Document text:
# Using a relay to control remote turn on.



## DonutHands (Jan 27, 2006)

i was suggested to use a relay as a possible fix for my amps turning off while in use.

i will be using the remote turn on to control 3-4 amps and a crossover.

so other than a relay purchased at radioshack, is there anything designed specifically for car audio applications?


----------



## coffee_junkee (Jul 13, 2006)

A Bosch or similar relay can be had at Autozone or NAPA for cheap. Rat Shack has them too. Wire her up like this:

85-Ground
86-Remote turn on from your deck
87-Fused lead from your distro block or other suitable constant +12v
30-Out to all your amps/processors

That shoud get you fixed up bud!!

Kris


----------



## DaveRulz (Jun 22, 2006)

I have found this helpful in the past

http://www.partsexpress.com/resources/relays.html


----------



## jeffrey (Jan 3, 2007)

Yep! And you can use 87a for things that require absence of power to activate.


----------



## DonutHands (Jan 27, 2006)

Material shown:
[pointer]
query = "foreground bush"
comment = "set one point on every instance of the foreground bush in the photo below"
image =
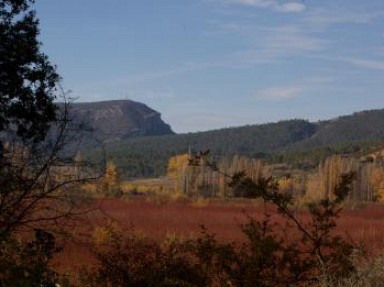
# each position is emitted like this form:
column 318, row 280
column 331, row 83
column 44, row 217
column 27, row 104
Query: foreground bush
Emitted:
column 292, row 253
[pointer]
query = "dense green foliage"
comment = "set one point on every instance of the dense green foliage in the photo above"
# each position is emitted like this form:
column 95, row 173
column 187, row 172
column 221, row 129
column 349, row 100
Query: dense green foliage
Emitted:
column 297, row 142
column 27, row 79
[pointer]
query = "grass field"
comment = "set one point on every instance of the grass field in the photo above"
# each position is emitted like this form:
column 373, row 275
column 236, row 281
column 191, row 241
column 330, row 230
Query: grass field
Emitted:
column 158, row 221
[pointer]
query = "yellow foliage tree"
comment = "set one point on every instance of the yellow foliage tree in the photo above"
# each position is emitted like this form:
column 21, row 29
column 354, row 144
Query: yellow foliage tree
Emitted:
column 177, row 169
column 111, row 182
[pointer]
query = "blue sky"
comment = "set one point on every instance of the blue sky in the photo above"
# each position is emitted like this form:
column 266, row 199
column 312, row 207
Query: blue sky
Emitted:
column 209, row 64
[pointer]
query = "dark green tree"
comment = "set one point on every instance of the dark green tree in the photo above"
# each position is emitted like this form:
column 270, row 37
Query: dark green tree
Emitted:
column 28, row 80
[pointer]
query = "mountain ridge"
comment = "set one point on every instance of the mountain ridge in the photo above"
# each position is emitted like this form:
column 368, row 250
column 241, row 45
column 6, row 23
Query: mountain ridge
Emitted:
column 116, row 120
column 279, row 141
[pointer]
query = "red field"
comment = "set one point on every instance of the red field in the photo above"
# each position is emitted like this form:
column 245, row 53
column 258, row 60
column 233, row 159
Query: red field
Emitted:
column 157, row 221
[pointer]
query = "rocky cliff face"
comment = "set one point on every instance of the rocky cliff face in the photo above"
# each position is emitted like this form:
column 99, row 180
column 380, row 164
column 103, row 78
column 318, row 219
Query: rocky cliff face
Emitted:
column 120, row 119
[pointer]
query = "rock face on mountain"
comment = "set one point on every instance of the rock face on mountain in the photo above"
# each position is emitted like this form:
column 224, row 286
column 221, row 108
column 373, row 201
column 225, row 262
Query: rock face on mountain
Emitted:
column 116, row 120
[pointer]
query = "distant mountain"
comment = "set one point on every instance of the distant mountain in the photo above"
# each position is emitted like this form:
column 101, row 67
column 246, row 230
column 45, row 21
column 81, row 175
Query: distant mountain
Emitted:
column 113, row 121
column 297, row 141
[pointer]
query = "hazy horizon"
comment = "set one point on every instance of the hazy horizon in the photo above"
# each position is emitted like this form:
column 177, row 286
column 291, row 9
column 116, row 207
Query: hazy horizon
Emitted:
column 211, row 64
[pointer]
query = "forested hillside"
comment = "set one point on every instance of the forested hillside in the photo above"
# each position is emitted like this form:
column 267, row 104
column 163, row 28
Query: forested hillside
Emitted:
column 297, row 142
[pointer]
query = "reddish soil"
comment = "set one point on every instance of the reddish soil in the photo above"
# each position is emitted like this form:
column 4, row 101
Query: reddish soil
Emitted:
column 157, row 221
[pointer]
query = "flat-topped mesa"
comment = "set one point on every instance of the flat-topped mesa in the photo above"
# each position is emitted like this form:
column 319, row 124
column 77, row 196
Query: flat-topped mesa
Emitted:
column 119, row 119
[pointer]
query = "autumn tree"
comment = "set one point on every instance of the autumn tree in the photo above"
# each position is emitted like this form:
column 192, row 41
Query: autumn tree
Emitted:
column 35, row 137
column 111, row 180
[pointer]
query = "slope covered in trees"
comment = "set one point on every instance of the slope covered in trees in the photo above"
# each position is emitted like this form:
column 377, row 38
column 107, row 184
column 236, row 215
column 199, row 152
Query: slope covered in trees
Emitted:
column 297, row 142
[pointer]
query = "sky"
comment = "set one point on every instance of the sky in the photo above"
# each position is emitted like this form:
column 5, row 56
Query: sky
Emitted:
column 211, row 64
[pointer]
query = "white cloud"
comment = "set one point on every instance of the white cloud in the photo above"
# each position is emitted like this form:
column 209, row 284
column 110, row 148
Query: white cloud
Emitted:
column 279, row 93
column 329, row 17
column 290, row 7
column 369, row 64
column 274, row 44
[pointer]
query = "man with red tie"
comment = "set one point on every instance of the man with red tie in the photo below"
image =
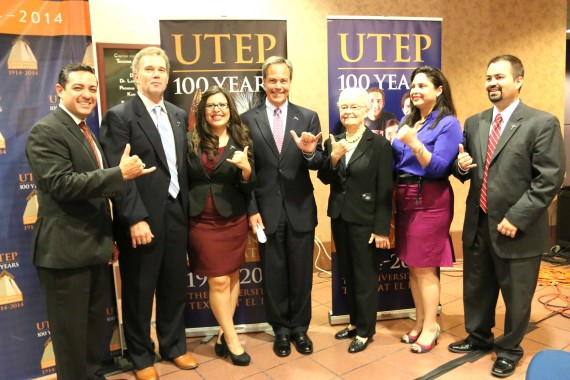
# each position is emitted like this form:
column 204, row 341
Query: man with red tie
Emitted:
column 514, row 156
column 73, row 238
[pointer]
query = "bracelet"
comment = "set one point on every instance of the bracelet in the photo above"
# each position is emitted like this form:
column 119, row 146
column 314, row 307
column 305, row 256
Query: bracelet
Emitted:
column 419, row 151
column 309, row 155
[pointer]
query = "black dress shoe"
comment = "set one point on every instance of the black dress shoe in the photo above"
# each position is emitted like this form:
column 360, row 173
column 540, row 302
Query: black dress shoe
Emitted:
column 345, row 334
column 221, row 349
column 464, row 346
column 302, row 342
column 503, row 367
column 282, row 345
column 357, row 345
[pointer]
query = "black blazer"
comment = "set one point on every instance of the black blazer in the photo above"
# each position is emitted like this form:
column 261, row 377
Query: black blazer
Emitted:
column 525, row 174
column 144, row 199
column 361, row 190
column 283, row 180
column 229, row 191
column 74, row 227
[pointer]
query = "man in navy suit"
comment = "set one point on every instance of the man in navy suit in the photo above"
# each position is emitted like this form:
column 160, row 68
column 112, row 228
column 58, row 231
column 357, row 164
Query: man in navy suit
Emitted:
column 283, row 204
column 151, row 220
column 514, row 156
column 73, row 236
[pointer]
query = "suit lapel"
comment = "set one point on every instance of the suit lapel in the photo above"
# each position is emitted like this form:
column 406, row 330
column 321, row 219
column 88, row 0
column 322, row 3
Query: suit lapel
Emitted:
column 178, row 130
column 512, row 126
column 362, row 147
column 149, row 128
column 227, row 153
column 264, row 127
column 78, row 133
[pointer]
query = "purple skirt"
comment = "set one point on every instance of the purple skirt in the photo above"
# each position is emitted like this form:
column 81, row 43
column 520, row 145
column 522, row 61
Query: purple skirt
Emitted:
column 422, row 229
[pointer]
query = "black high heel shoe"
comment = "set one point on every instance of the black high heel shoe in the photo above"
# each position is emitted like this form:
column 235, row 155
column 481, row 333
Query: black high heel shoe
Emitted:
column 242, row 360
column 221, row 349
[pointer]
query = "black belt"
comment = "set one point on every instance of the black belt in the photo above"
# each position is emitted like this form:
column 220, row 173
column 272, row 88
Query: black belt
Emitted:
column 410, row 179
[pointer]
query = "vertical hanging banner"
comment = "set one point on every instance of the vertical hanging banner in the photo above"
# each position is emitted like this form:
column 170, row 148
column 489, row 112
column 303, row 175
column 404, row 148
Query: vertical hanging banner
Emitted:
column 378, row 54
column 229, row 54
column 37, row 38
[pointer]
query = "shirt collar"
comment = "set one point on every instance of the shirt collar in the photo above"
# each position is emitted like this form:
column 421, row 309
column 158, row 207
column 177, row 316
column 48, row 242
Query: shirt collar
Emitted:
column 75, row 118
column 150, row 105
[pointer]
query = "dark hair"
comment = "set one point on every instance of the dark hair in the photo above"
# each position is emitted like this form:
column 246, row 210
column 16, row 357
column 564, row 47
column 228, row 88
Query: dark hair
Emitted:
column 404, row 97
column 203, row 137
column 63, row 77
column 444, row 103
column 517, row 69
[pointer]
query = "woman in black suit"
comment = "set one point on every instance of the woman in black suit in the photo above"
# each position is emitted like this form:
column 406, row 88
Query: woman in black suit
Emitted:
column 359, row 169
column 220, row 181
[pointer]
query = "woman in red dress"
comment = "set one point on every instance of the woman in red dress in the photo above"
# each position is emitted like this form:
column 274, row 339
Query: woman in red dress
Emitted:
column 220, row 179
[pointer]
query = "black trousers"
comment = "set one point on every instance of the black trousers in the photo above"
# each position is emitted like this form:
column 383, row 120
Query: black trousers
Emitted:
column 484, row 275
column 157, row 268
column 76, row 299
column 287, row 265
column 359, row 269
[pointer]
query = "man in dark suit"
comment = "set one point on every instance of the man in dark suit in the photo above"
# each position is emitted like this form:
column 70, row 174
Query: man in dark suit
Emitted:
column 514, row 157
column 73, row 239
column 151, row 221
column 283, row 204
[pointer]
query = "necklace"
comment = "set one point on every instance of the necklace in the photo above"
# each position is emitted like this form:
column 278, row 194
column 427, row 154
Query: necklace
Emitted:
column 355, row 137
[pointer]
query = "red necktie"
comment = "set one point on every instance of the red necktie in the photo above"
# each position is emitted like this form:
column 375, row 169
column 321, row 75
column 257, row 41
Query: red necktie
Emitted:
column 493, row 139
column 89, row 137
column 278, row 131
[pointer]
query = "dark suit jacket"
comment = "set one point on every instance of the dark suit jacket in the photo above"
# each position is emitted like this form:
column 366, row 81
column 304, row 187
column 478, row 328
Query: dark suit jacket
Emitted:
column 283, row 179
column 361, row 191
column 74, row 227
column 144, row 198
column 525, row 174
column 229, row 191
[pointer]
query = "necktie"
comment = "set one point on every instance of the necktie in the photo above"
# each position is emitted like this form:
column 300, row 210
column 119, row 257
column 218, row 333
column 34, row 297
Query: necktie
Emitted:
column 278, row 130
column 89, row 137
column 493, row 139
column 167, row 138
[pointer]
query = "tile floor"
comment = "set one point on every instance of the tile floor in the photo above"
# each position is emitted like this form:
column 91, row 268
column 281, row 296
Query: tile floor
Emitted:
column 385, row 358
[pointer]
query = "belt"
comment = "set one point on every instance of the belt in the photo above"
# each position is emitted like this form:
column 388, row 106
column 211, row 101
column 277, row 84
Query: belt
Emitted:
column 410, row 179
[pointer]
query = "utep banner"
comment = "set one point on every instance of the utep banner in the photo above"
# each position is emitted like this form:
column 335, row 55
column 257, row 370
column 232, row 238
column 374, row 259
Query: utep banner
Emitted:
column 378, row 52
column 37, row 38
column 229, row 54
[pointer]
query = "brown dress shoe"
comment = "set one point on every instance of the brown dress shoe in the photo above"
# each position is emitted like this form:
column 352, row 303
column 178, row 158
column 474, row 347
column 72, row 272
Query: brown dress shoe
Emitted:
column 148, row 373
column 185, row 361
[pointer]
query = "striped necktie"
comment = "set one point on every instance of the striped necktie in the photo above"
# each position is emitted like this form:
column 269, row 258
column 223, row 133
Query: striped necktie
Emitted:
column 493, row 140
column 167, row 138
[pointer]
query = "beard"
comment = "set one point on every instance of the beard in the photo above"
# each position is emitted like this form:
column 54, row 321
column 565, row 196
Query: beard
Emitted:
column 497, row 97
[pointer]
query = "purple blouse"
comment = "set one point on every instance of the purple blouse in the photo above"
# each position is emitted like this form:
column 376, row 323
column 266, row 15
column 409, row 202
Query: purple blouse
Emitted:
column 442, row 141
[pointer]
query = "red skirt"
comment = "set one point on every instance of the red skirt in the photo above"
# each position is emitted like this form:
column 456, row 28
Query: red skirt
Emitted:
column 422, row 229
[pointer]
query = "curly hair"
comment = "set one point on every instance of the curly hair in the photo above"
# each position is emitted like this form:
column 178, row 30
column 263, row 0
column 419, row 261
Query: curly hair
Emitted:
column 203, row 137
column 444, row 104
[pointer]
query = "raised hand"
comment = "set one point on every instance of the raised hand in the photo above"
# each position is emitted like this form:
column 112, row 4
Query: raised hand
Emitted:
column 464, row 160
column 132, row 166
column 307, row 142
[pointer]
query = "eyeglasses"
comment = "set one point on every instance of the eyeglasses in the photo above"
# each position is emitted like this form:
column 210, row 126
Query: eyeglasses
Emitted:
column 221, row 106
column 352, row 108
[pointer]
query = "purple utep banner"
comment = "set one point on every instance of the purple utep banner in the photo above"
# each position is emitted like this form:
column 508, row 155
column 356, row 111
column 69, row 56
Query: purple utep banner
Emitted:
column 378, row 52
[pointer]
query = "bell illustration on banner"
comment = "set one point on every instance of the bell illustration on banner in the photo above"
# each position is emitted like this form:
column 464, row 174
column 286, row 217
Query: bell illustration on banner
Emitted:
column 48, row 357
column 193, row 108
column 88, row 56
column 9, row 290
column 31, row 212
column 21, row 56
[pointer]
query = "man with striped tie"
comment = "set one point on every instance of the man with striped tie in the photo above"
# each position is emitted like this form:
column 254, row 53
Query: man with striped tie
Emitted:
column 514, row 156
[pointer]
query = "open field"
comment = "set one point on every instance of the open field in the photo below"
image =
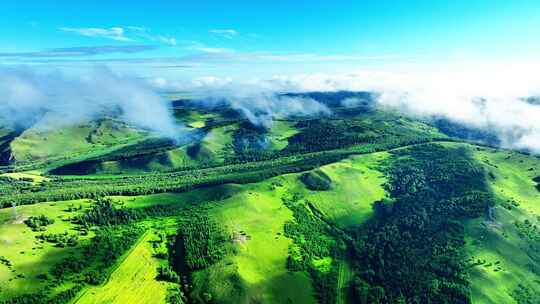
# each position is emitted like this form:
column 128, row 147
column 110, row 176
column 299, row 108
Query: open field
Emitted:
column 509, row 259
column 28, row 256
column 261, row 255
column 133, row 280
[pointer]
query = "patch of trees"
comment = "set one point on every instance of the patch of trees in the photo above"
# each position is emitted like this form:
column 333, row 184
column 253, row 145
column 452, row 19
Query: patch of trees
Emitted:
column 316, row 180
column 537, row 181
column 166, row 273
column 200, row 243
column 89, row 265
column 251, row 143
column 412, row 251
column 38, row 223
column 59, row 239
column 524, row 294
column 313, row 240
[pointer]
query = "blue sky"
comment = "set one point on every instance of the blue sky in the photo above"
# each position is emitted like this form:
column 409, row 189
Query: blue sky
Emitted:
column 264, row 38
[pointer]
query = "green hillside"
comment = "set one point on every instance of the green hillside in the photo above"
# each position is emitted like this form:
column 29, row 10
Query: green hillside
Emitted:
column 363, row 205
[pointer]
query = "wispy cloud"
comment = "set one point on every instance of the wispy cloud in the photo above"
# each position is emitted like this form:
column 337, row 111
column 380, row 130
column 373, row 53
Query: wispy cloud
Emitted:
column 128, row 33
column 201, row 47
column 224, row 33
column 82, row 51
column 146, row 34
column 114, row 33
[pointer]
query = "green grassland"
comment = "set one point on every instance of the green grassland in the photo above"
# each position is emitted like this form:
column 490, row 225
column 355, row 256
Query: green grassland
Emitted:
column 28, row 256
column 269, row 215
column 257, row 211
column 508, row 259
column 40, row 143
column 133, row 280
column 357, row 182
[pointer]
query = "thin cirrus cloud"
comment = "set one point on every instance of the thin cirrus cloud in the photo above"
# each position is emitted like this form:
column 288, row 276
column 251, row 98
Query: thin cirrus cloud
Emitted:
column 201, row 47
column 129, row 33
column 82, row 51
column 114, row 33
column 224, row 33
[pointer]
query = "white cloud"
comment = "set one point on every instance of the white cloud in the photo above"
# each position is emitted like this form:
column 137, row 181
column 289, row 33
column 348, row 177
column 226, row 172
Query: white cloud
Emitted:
column 487, row 96
column 224, row 33
column 128, row 33
column 201, row 47
column 114, row 33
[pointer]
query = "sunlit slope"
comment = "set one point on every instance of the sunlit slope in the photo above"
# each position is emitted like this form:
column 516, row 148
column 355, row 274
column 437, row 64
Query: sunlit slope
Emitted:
column 47, row 143
column 504, row 247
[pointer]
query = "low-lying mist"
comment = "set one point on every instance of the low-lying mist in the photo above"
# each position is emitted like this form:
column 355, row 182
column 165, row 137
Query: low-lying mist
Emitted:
column 51, row 100
column 501, row 101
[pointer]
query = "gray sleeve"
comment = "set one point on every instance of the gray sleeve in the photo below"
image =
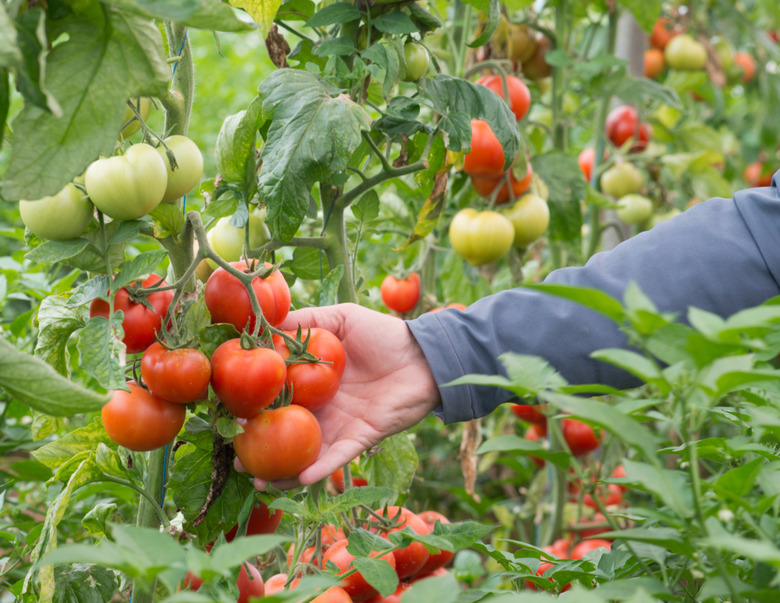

Direction A:
Translate this sentence from the forum thread on relay remote turn-on into Spanish: "A Bosch or similar relay can be had at Autozone or NAPA for cheap."
Direction B:
Carry on the forum thread about wiring a relay for remote turn-on, picking up right after its last line.

Exercise response A:
Un relé Bosch o similar se puede conseguir barato en Autozone o NAPA.

Exercise response B:
specs from the amps im using

4 Channel Amplifier4 x 75 watts into 2 ohms, 4 x 50 watts into 4 ohms, 2 x 150 watts bridged mono into 4 ohms, 0.1% THD from 20 to 20kHz. 85 dB signal-to-noise ratio. 20 Hz - 20 kHz frequency response. Number of channels: 2/3/4/5/6. 150 mV - 4V input sensitivity, 10 k ohms input impedance

is that 150mV voltage used by the remote turn on? if so, isnt that kind of high?


----------



## azngotskills (Feb 24, 2006)

no thats from your HU via RCAs iirc


----------



## DaveRulz (Jun 22, 2006)

no, that 150mv is not the amp turn on voltage. That's the bottom end of the input sensitivity. 

Remote turn on runs off of 12 volts. Run the remote wire from your head unit to 86 on the relay. Run a separate fused constant power wire to 87. Ground 85. Connect the remote turn ons for the amps to 30.

This will turn your amps on with your head unit.


----------



## chad (Jun 30, 2005)

Put a Diode in parallel with the coil of the relay to snub back EMF, it's not REALLY needed for mechanical type closures but for semiconductor based turn on circuits like in a stereo it can mean life or death of the circuit.

Chad


----------



## DonutHands (Jan 27, 2006)

chad, i dont really know what you are saying.

put a diode? in parallel? with the coil of the relay.

so i connect somthing to the remote turn on wire before it reaches the relay?


----------



## solacedagony (May 18, 2006)

So I guess the diode would go between 85 and 86?


----------



## chad (Jun 30, 2005)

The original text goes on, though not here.